→ **TASK REQUIREMENTS**
Find the lines of the records in which the word "green" appears and report how many there are, as a number alone.

→ **INFORMATION PROVIDED**
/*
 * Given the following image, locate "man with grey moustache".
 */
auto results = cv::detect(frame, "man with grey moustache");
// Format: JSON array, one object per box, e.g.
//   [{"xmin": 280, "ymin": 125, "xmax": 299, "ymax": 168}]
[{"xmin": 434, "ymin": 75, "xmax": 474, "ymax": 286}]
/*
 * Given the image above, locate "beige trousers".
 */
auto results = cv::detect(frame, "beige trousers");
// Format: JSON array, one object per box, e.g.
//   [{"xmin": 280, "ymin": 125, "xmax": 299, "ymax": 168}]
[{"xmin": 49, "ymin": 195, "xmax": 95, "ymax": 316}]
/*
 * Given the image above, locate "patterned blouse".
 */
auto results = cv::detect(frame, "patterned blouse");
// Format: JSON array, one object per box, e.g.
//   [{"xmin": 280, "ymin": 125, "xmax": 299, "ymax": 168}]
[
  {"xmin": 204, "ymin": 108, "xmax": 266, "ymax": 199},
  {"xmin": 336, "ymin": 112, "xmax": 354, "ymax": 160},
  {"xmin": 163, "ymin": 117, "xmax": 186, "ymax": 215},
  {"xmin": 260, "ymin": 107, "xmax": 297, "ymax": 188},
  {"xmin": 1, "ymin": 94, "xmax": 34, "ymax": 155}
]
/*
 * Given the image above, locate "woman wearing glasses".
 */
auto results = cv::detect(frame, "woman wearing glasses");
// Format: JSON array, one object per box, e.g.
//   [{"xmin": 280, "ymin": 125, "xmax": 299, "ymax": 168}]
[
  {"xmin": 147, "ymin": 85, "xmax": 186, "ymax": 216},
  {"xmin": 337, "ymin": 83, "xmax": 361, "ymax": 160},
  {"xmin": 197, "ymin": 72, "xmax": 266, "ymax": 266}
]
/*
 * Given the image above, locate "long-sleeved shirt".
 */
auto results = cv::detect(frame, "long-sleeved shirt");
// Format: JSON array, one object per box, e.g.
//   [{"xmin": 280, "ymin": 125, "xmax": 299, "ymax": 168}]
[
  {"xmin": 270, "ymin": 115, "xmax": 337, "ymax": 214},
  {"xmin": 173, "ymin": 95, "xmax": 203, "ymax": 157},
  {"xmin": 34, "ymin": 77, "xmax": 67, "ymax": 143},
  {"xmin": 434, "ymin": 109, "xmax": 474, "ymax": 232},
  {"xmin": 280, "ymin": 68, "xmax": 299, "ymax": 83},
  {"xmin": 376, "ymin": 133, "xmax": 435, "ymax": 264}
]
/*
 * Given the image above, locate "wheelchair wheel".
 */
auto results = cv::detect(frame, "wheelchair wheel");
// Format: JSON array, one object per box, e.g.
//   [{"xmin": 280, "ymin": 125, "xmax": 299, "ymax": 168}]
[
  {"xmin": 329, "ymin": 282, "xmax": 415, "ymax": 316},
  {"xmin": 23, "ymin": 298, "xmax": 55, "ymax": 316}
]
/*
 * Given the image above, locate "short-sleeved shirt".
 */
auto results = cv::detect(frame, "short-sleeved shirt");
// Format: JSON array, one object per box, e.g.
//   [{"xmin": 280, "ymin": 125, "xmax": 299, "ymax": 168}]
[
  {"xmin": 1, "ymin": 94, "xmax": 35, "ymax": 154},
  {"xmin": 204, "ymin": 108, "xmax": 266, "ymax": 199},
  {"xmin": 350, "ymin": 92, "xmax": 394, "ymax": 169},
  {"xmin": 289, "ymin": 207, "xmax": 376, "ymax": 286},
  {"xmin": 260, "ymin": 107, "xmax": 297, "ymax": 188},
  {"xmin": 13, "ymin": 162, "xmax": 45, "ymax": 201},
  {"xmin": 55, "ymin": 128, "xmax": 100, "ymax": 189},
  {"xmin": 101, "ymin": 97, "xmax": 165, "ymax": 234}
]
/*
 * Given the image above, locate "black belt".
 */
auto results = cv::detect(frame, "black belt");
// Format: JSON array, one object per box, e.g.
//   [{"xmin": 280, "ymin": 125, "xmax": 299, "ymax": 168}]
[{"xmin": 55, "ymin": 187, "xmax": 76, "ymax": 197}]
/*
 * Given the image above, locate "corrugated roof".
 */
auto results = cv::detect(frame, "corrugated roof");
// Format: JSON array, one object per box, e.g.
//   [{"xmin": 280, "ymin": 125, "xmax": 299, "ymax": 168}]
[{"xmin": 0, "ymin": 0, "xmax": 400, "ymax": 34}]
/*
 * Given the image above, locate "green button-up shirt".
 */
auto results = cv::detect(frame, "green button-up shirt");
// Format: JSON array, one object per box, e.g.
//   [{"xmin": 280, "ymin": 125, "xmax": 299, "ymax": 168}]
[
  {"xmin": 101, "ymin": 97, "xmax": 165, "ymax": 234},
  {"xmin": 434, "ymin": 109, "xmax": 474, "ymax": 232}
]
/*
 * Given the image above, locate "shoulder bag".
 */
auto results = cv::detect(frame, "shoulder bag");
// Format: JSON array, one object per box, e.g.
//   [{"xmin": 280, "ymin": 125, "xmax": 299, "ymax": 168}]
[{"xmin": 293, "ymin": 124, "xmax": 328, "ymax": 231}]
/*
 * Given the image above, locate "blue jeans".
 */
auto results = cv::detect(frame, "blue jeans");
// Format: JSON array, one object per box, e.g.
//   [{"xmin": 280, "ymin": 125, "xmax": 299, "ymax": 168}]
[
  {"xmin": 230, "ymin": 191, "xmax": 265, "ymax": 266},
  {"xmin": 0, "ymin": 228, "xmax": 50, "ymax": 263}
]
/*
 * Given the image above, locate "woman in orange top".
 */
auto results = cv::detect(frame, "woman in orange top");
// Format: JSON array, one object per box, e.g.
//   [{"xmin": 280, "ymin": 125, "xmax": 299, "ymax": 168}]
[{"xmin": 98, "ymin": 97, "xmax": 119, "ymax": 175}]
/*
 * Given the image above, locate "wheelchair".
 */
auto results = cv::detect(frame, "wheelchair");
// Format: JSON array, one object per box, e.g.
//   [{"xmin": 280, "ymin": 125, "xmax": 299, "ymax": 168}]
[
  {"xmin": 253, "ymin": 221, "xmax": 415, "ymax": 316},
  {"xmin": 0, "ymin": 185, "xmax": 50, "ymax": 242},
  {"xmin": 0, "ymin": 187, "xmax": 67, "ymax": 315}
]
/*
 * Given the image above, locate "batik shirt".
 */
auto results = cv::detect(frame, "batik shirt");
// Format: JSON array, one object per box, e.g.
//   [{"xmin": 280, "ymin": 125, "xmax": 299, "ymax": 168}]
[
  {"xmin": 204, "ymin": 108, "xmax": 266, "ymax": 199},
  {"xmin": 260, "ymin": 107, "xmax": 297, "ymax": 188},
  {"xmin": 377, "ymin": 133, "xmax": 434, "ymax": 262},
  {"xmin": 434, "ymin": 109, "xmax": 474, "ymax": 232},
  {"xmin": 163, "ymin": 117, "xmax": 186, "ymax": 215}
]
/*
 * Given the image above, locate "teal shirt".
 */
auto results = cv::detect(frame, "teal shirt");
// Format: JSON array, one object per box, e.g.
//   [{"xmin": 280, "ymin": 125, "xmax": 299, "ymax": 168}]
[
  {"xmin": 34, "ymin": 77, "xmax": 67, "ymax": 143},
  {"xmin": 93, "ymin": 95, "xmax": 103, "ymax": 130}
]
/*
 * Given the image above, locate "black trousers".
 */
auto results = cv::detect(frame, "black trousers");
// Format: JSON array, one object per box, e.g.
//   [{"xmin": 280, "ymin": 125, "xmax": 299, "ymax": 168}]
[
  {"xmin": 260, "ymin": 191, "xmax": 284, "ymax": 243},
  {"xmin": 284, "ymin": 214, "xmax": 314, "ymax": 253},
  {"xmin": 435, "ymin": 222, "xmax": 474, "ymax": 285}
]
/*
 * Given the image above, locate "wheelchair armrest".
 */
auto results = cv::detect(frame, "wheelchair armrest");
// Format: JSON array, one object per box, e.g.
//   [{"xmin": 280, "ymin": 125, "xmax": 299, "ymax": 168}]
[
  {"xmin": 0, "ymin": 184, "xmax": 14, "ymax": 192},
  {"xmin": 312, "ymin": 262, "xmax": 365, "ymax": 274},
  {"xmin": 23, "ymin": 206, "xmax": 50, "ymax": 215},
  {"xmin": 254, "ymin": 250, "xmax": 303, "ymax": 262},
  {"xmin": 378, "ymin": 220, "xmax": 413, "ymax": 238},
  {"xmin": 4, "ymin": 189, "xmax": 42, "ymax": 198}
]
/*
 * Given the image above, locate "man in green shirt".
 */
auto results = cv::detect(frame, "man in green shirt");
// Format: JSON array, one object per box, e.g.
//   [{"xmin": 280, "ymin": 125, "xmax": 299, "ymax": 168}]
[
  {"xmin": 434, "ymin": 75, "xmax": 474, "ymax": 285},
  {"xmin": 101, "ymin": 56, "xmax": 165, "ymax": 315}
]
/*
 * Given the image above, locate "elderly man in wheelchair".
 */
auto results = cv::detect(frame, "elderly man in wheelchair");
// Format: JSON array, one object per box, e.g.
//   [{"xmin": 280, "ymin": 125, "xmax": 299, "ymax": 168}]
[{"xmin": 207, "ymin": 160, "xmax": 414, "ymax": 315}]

→ **ANSWER BELOW**
4